WHAT NEEDS TO BE DONE:
Return each line in the rows below that contains the word "wearing", copying every such line in full.

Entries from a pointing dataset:
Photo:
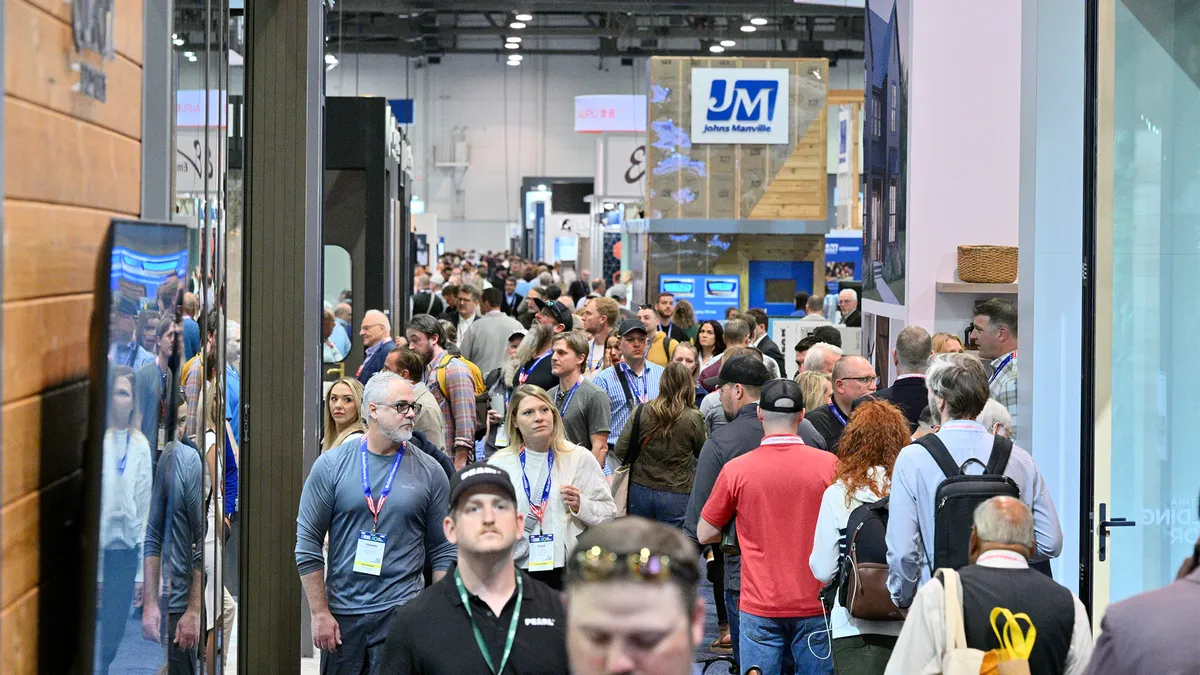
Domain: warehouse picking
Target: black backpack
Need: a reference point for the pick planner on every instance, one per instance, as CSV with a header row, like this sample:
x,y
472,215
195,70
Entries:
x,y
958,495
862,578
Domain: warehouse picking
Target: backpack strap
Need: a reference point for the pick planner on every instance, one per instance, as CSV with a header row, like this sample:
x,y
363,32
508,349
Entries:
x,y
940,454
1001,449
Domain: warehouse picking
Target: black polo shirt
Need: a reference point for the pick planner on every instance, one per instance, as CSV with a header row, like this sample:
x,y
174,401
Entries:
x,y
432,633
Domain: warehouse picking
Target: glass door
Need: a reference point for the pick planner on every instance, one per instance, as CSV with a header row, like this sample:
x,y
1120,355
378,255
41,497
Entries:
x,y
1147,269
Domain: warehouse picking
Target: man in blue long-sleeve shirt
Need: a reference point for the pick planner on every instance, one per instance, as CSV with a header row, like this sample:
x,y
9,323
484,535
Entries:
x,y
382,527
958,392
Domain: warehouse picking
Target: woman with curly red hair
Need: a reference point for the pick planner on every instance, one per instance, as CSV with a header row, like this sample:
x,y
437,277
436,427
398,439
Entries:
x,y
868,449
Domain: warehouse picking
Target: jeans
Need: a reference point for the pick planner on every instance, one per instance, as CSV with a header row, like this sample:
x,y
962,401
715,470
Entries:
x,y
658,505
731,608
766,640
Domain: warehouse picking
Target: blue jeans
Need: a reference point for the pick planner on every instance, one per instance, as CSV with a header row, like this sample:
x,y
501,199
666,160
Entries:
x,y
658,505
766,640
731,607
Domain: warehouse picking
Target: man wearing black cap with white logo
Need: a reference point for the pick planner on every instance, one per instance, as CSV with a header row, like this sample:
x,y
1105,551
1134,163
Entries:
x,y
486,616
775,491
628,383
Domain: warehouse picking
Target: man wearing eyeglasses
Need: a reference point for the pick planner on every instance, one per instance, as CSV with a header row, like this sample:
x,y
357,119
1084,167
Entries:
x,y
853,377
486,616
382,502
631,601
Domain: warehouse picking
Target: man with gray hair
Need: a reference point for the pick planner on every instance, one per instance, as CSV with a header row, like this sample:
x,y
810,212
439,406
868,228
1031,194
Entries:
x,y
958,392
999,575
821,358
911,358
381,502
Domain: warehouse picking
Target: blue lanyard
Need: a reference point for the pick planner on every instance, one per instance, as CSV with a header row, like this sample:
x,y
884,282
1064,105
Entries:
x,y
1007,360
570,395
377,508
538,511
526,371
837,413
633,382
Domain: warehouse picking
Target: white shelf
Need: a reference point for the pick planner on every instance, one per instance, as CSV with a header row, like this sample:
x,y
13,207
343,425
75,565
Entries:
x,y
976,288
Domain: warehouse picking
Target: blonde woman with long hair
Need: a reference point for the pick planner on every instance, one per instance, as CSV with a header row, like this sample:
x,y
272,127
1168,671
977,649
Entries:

WORKED ANSWER:
Target: man wearing black cap with white logo
Target: man wearing eyeglasses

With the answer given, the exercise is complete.